> _INPUT RECORDS_:

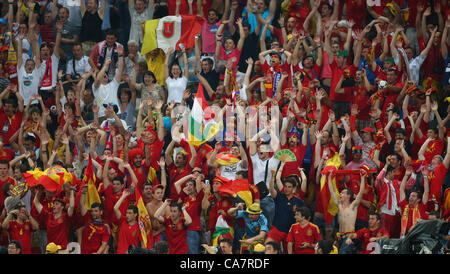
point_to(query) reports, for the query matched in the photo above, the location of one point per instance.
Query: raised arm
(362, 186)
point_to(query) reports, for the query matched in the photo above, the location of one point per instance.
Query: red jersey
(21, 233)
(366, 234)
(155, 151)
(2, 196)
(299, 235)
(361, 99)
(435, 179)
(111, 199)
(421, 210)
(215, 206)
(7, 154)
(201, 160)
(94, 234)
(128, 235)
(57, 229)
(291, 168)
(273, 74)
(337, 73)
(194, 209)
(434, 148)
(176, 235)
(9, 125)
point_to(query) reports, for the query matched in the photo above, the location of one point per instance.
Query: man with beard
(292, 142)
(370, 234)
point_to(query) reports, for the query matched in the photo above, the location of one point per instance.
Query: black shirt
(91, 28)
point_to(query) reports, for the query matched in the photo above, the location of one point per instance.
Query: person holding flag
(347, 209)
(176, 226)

---

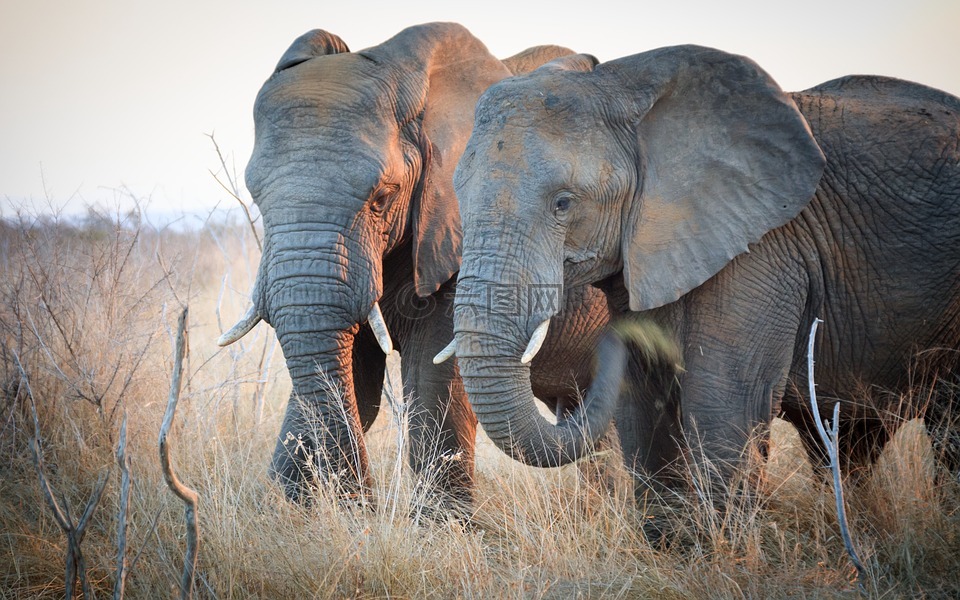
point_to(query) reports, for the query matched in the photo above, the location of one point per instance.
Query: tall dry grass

* * *

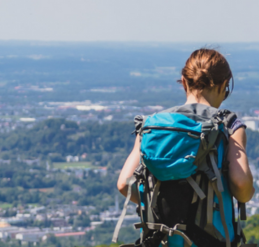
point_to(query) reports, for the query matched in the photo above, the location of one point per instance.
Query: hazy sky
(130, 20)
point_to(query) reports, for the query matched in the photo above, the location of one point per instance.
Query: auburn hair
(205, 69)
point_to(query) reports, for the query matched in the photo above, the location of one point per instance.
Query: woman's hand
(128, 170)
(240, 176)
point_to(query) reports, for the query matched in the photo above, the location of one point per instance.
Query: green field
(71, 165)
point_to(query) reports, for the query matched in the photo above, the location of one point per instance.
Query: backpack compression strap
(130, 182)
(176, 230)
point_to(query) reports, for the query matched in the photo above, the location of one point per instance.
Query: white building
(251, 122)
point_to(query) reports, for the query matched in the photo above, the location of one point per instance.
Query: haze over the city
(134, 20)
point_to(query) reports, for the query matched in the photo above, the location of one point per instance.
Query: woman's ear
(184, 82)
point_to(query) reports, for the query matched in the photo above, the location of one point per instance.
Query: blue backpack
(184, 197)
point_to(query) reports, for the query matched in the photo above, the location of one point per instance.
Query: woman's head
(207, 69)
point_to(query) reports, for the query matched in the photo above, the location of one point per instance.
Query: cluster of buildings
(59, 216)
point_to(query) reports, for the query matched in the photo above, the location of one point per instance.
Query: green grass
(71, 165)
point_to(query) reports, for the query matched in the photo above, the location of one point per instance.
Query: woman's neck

> _INSTRUCTIONS FOR THE TASK_:
Where the listing above reaches the line that contains "Query: green grass", start retyping, and finish with the line that contains "Query: woman's neck"; reproduce those lines exactly and no others.

> _TASK SOLUTION_:
Query: green grass
(71, 165)
point_to(query) reports, for the query matched in the photo above, the location of one point per instance.
Query: woman's neck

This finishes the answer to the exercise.